RECORDS FOR THE EXERCISE START
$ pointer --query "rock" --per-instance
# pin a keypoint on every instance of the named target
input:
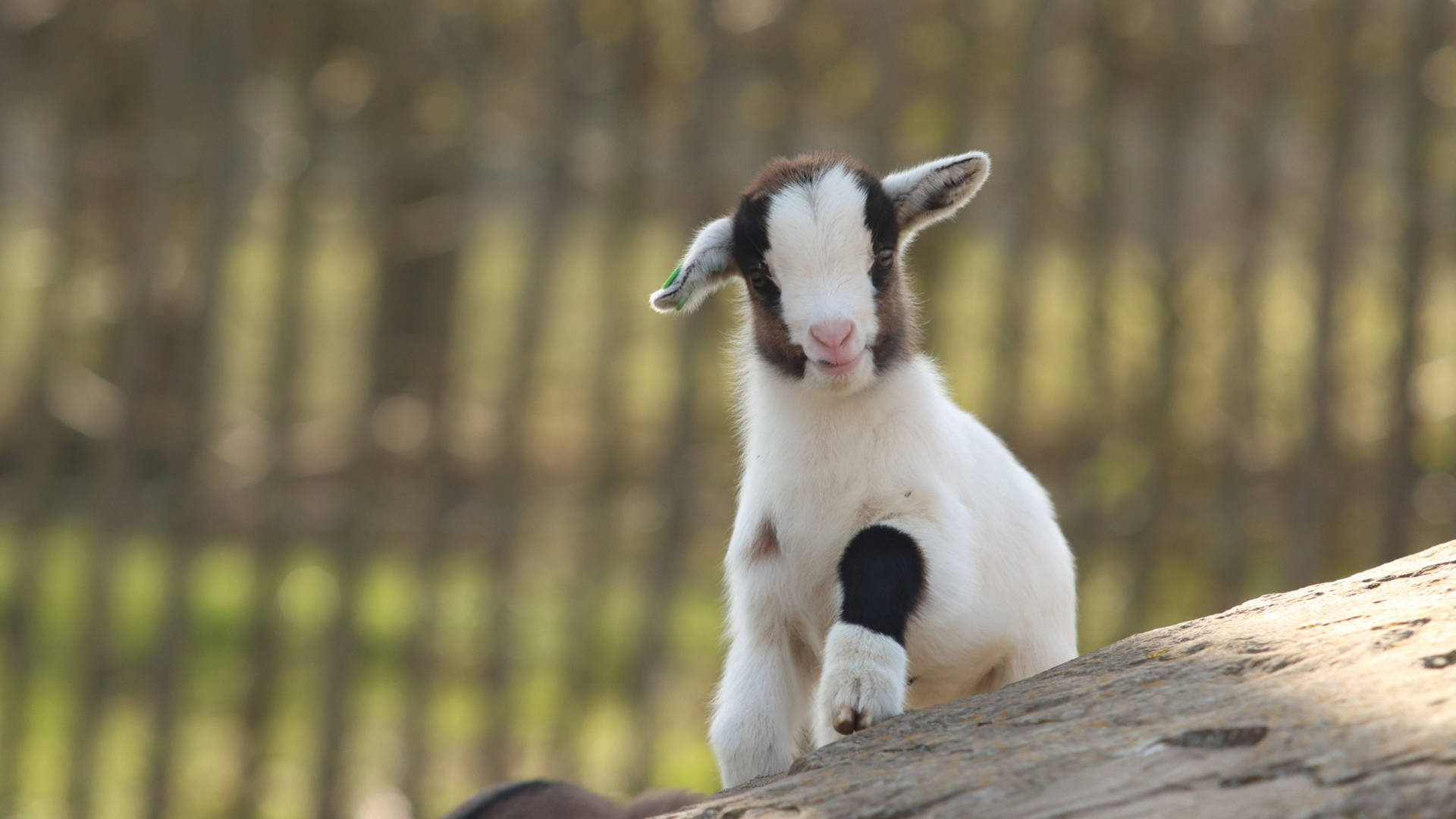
(1335, 700)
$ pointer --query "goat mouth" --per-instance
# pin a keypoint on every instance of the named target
(829, 368)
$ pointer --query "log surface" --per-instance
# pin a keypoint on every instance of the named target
(1334, 700)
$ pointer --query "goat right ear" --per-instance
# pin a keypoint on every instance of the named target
(707, 267)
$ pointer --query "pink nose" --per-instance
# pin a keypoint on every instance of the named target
(833, 334)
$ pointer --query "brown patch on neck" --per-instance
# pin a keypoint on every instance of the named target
(766, 542)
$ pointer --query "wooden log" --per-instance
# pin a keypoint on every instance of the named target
(1334, 700)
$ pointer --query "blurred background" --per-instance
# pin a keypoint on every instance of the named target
(344, 468)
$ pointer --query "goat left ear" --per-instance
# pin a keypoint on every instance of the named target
(929, 193)
(707, 267)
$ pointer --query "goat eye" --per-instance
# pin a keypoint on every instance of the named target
(759, 278)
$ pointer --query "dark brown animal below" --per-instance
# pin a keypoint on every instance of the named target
(544, 799)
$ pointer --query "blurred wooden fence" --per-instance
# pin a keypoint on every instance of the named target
(344, 469)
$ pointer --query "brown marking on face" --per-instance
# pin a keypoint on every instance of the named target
(766, 542)
(899, 338)
(899, 335)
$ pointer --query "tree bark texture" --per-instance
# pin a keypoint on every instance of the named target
(1332, 700)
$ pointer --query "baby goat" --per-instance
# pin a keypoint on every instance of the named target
(889, 550)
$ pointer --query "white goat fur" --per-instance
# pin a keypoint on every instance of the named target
(827, 455)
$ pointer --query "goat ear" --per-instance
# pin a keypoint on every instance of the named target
(929, 193)
(707, 267)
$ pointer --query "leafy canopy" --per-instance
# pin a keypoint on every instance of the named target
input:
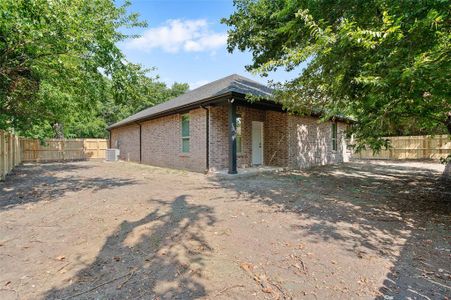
(61, 72)
(385, 63)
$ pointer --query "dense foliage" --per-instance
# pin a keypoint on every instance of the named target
(385, 63)
(61, 72)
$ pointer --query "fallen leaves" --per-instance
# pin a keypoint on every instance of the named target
(266, 284)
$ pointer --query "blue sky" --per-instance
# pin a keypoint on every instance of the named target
(185, 41)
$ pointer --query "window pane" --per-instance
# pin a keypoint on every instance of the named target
(185, 125)
(238, 125)
(334, 130)
(185, 145)
(238, 143)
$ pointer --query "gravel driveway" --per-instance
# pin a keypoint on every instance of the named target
(86, 230)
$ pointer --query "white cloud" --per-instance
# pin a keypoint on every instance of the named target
(177, 35)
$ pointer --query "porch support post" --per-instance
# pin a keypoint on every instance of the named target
(232, 136)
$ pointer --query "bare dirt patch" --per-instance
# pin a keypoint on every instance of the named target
(121, 230)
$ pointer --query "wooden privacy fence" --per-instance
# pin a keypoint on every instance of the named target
(60, 150)
(10, 154)
(14, 150)
(412, 147)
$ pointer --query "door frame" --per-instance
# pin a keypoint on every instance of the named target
(262, 141)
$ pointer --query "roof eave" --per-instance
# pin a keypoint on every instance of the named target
(209, 100)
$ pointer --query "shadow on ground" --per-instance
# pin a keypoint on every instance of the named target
(36, 182)
(159, 256)
(387, 207)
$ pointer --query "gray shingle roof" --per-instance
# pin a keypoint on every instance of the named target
(232, 83)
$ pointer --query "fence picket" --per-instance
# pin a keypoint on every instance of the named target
(15, 150)
(412, 147)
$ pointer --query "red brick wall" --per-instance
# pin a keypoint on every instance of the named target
(289, 141)
(276, 139)
(162, 142)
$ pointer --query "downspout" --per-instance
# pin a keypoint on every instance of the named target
(207, 132)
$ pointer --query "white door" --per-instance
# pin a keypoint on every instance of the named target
(257, 143)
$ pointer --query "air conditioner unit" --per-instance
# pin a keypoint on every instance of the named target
(112, 154)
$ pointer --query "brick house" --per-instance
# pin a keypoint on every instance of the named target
(214, 127)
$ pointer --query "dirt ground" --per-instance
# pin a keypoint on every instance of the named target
(87, 230)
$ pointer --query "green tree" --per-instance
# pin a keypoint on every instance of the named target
(385, 63)
(59, 64)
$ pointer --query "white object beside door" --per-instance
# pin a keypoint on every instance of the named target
(257, 143)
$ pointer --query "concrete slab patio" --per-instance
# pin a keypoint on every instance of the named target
(85, 230)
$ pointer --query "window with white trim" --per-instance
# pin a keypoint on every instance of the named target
(185, 133)
(239, 144)
(334, 136)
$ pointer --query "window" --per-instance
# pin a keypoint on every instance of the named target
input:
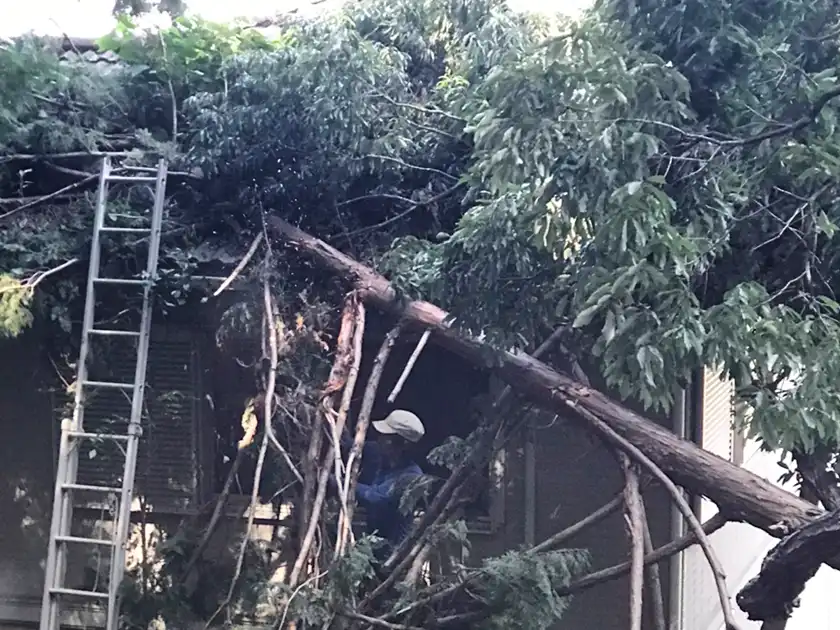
(167, 474)
(446, 392)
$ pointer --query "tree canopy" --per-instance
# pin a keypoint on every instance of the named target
(657, 179)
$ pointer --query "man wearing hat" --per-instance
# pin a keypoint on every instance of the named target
(390, 468)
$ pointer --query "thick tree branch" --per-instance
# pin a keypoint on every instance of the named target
(740, 494)
(773, 594)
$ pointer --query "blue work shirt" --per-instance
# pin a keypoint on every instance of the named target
(381, 497)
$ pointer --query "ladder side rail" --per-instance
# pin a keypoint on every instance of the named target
(137, 403)
(67, 465)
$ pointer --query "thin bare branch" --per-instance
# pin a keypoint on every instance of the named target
(654, 582)
(271, 384)
(45, 198)
(345, 519)
(216, 517)
(665, 551)
(363, 422)
(635, 526)
(312, 526)
(410, 365)
(378, 623)
(554, 541)
(252, 512)
(241, 266)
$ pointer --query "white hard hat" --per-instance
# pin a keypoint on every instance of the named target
(403, 423)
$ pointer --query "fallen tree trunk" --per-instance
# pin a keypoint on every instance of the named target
(741, 495)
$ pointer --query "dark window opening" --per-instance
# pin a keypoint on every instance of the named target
(443, 390)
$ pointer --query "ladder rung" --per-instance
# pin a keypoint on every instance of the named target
(85, 541)
(79, 487)
(108, 385)
(120, 281)
(117, 437)
(76, 593)
(113, 333)
(129, 179)
(127, 230)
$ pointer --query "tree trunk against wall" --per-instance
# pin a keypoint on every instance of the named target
(739, 494)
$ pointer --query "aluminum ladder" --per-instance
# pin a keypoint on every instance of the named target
(72, 430)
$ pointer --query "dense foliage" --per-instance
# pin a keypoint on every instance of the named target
(661, 178)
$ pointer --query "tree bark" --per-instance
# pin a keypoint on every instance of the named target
(741, 495)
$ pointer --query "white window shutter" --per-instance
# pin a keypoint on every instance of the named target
(166, 465)
(718, 414)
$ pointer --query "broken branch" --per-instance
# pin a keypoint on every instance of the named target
(635, 526)
(665, 551)
(654, 583)
(363, 422)
(773, 593)
(241, 266)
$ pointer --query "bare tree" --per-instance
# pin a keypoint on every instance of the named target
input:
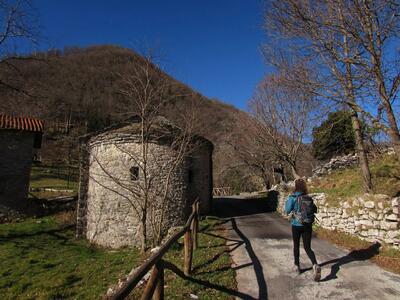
(283, 118)
(252, 149)
(315, 29)
(149, 195)
(18, 24)
(374, 26)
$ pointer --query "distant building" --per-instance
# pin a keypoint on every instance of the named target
(105, 216)
(18, 139)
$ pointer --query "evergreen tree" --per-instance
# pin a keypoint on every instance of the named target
(333, 137)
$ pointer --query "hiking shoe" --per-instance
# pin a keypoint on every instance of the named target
(317, 272)
(296, 269)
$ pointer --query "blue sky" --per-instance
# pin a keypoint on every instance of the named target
(213, 46)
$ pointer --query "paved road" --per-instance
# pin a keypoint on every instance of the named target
(261, 249)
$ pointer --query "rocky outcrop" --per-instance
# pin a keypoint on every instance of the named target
(336, 163)
(369, 217)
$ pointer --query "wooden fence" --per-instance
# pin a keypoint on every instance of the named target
(222, 191)
(155, 285)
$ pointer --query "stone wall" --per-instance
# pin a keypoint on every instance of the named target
(16, 148)
(200, 178)
(106, 215)
(370, 217)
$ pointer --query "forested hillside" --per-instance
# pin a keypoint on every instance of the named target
(77, 90)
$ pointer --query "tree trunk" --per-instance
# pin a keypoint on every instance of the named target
(393, 128)
(294, 171)
(362, 156)
(349, 93)
(143, 245)
(267, 183)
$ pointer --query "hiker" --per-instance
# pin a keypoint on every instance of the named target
(301, 208)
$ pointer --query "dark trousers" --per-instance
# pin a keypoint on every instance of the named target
(305, 232)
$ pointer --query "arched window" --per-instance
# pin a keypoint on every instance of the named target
(134, 171)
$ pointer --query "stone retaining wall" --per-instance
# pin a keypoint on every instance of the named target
(369, 217)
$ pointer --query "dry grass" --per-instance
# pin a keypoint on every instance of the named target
(387, 257)
(342, 184)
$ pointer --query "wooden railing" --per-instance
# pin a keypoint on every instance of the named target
(155, 285)
(222, 191)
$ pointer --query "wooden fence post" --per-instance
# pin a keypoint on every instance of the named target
(188, 245)
(194, 226)
(159, 292)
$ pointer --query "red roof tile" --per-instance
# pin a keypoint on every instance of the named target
(18, 123)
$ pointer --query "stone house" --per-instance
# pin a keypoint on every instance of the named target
(111, 170)
(19, 137)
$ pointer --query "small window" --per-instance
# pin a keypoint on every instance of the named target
(134, 173)
(190, 176)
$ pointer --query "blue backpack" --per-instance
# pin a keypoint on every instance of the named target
(304, 209)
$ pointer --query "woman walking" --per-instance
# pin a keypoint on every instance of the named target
(302, 209)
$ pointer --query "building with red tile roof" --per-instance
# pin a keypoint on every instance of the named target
(19, 137)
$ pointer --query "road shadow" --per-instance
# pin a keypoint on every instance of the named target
(228, 207)
(356, 255)
(255, 262)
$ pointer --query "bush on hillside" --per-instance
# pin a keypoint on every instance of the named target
(333, 137)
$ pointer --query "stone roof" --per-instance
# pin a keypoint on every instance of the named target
(21, 123)
(162, 129)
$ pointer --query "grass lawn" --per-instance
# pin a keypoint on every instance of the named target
(212, 276)
(342, 184)
(386, 257)
(55, 177)
(41, 259)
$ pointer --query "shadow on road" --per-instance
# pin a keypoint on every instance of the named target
(356, 255)
(226, 209)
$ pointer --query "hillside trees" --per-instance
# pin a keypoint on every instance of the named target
(17, 24)
(375, 28)
(149, 195)
(253, 151)
(315, 31)
(283, 118)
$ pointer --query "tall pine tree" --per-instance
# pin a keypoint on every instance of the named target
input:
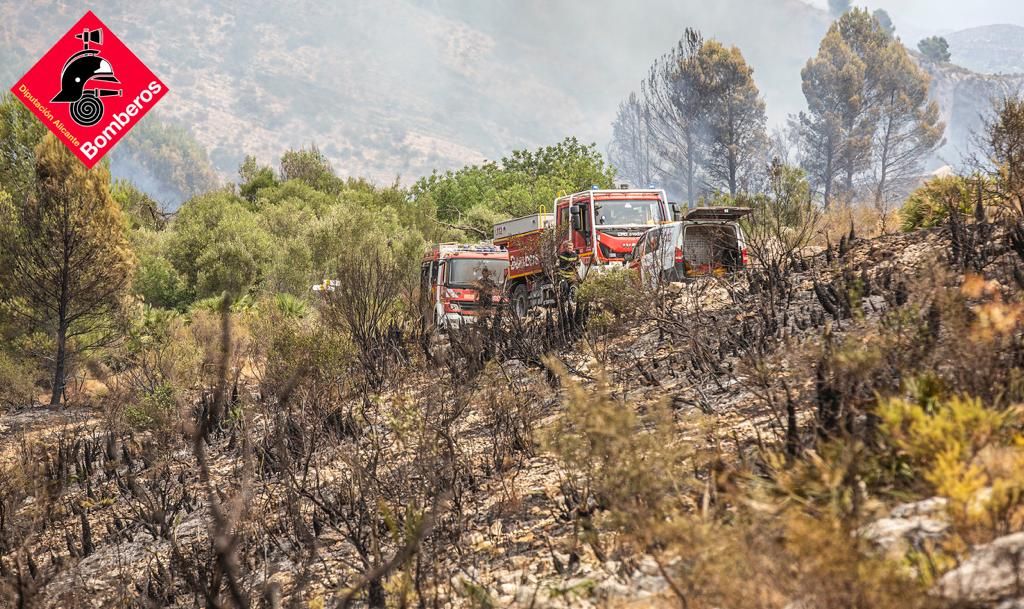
(69, 259)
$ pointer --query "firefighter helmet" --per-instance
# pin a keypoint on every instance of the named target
(85, 66)
(80, 69)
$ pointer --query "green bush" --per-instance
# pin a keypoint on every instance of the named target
(17, 387)
(929, 206)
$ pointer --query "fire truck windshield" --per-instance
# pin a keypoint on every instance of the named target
(628, 213)
(468, 272)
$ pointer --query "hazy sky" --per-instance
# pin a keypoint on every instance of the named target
RECORDS FOR THE EXERCISE END
REQUIRED WORK: Please show the lines in the entries above that hold the string "ladder".

RESPONSE AREA:
$ pointer --query "ladder side rail" --per-instance
$ pointer --query "ladder rung" --per-instance
$ pointer --query "aluminum ladder" --per-instance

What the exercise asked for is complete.